Grover Norquist
Grover Norquist, one of the most influential anti-tax advocates in the country, praised Rick Perry's flat-tax plan. Reuters

Richard Brodsky, a former 14-term New York State Assemblyman from Westchester and Senior Fellow at Demos, wrote about the profound impact Occupy Wall Street has had, in the Huffington Post on Dec 2. He notes that it has shifted the public conversation away from a focus on anti-tax sentiment and towards one of taxing the one percent. Something that New York State's legislative leaders of both parties are addressing now with its debate over the sunsetting of the so-called millionaires' tax. Just this past week Governor Andrew Cuomo signaled that his opposition to extending the tax to help cover the state budget deficit may be less total than it was in the past.

Brodsky is on point. Occupy Wall Street is the sharp tip of the spear, the Seal Team 6, that has driven the first hole in the unbroken line of Grover Norquist's famed anti-tax, pro-elite movement--and its so-called pledge. OWS has already done its work, already changed the public debate.

This points to the essential importance of such public narrative in our culture and society. It's never the facts, but always the story, that causes the great waves of change, the ever-shifting rise and fall of empires.

For the last 30 years or so there has been a dominating public narrative driven by the anti-tax Czar Norquist. That narrative, ever appealing--who wants to pay taxes?--held that government was no help to the middle class, but rather held it back.

The decades after WWII show pretty clearly the important role the GI Bill and other social welfare programs played in making the greatest generation the greatest. A large middle-class consumer society sprang from the bill that let them go to college and so get better jobs, buy homes at low interest rates and start businesses that grew our economy during that halcyon era. Together with Social Security and Medicare, which spared children the financially ruinous burden of being solely responsible for supporting aged, ill parents, you've got what the anti-tax narrative decries as socialism.

They are right, I confess. I am ashamed to admit it, but that is exactly, precisely what those invaluable programs were, and are still. But, frankly, is that really so bad?

Just a brief digression: Call me soft--I like a little security. Not just for me, but for my parents, friends, and even guys I don't know. Who wants to live in a world where people on your block are starving to death, dying of easily treatable diseases, and creating a daily parade of savagery and suffering you get to step around each day walking down that block? Not me.

> **What the task asks**
Continue the opinion piece on Occupy Wall Street and the anti-tax narrative, starting after its last sentence. The entries that follow aren't needed for this work.

> **Dataset records**
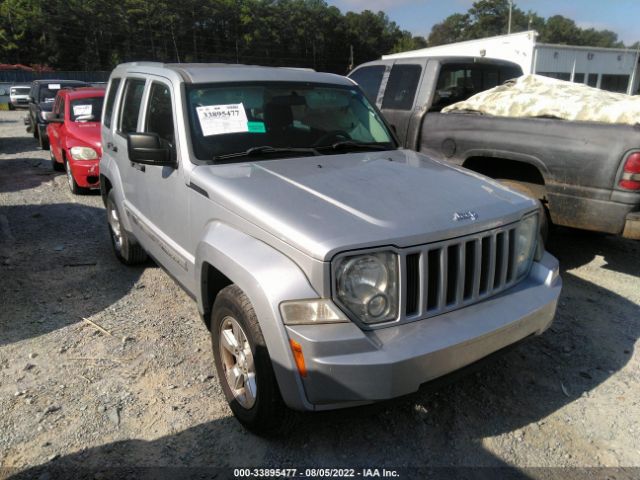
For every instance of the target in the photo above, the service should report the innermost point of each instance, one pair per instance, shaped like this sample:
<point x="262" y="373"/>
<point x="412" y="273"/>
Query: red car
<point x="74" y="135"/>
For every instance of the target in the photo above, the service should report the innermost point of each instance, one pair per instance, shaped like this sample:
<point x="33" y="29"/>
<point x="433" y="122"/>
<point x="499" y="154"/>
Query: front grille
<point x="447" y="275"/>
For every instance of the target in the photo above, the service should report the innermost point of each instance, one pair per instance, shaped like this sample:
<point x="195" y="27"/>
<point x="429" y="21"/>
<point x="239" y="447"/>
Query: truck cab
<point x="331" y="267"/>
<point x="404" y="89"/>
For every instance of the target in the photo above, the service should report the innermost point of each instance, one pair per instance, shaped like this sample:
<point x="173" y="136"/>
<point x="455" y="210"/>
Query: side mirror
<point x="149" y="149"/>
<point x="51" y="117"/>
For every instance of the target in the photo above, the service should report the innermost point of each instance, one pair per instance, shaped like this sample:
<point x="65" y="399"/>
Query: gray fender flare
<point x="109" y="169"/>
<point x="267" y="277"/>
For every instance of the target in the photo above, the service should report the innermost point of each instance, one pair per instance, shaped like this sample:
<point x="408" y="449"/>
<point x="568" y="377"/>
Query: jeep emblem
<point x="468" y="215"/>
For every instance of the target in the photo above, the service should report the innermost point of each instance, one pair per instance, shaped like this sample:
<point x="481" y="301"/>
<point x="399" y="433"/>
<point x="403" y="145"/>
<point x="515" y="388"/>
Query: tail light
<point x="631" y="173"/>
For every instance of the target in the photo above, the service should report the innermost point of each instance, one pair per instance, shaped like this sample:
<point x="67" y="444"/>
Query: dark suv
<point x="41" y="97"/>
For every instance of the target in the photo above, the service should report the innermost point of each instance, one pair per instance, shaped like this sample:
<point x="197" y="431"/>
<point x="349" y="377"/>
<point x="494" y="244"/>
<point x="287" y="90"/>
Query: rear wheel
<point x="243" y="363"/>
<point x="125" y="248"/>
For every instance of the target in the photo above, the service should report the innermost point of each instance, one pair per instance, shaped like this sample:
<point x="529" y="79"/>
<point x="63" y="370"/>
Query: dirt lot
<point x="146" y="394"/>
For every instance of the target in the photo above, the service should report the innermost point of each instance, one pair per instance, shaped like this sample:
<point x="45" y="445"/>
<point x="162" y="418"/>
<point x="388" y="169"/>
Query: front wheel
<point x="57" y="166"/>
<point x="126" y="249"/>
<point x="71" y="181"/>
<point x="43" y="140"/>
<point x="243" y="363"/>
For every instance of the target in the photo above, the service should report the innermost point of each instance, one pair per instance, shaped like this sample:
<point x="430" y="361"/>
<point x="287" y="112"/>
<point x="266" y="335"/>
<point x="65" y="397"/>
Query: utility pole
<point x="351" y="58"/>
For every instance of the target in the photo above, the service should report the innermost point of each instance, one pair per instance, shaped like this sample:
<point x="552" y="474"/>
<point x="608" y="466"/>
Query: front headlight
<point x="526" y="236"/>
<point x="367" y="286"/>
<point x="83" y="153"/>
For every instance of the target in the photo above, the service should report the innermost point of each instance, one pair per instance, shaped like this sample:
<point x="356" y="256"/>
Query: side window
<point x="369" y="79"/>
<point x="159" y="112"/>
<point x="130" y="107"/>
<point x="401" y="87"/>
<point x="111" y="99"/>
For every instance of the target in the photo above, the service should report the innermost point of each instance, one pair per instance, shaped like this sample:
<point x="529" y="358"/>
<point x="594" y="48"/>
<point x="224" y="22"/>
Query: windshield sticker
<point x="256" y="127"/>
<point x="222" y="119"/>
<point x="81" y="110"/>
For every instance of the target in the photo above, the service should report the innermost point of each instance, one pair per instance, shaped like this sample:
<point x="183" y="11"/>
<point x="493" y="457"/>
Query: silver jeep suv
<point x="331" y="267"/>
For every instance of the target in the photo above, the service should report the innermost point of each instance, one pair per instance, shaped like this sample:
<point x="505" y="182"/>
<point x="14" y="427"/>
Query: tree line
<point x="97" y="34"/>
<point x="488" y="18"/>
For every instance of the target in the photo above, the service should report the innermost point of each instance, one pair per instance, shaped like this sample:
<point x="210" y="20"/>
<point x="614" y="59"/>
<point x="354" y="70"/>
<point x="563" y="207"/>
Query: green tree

> **Answer for the task**
In place of the anti-tax narrative that decries all such social programs, we now have a new OWS-inspired narrative--and a lot of folks are getting on board with it. As it is evolving, it holds that wealth imbalance has crippled the government. And that government is a partnership of middle-class citizens (the 99 percent). And in truth, it is more like the 99.9 percent (As Paul Krugman recently pointed out, it is really the 0.1 percent -- the top one-tenth of 1 percent -- not the 1 percent, who have half the assets and half the income.).

The OWS narrative falls firmly on the side of the public discourse that holds that good government is a collective effort that seeks to provide the best combination of opportunities for individual initiative and success, coupled with necessary safe-guards to provide tools that maximize all citizens' chances at financial success (like a college education and owning your own home). In addition, government needs to provide lightly regulated assurance that the playing field stays fair and balanced for all.

This ensures that con-men and hucksters do not steal the assets of both individuals and society. Steal, as in selling phony financial instruments designed to fail to pension plans we all depend on. Or make counterfeit parts for airplanes we fly in, for that matter. And few would, or should, argue against government having a robust role in oversight and punishment to protect us--and our markets and businesses--from such socially deviant and reprehensible behavior.

I must stress, at this point, that I'm not talking about all bankers and manufacturers. I like many of them--and have done good, honest business with them, too. Banking and business are essential to a successful economy and society. I'm referring only to the morally-bankrupt, dishonest bankers and manufacturers, whose behavior has outraged virtually all Americans.

Many are walking around free, and will continue to do so, because our laws weren't clever enough to keep up with them, but I like to think that most, if not all, of us agree that just because there's no specific law against something, doesn't make it honest--or right. That's another thing that OWS changed in the public narrative. And, let's face it, to support institutions that protect us from such activity, we all need to foot the bill. I like to think our narrative going forward will change to reflect that attitude toward honesty in the market place, and paying for it, too.

If you would really like to embrace the extreme anti-tax narrative that allegedly favors the so-called rugged individualist, and leaves the less fortunate to suffer on their own, all I can say is, please, feel free. You can find places like that all over the world. I've got a spot for you--no tax code, no social safety net, and no effective government--the one run by pirates in Somalia.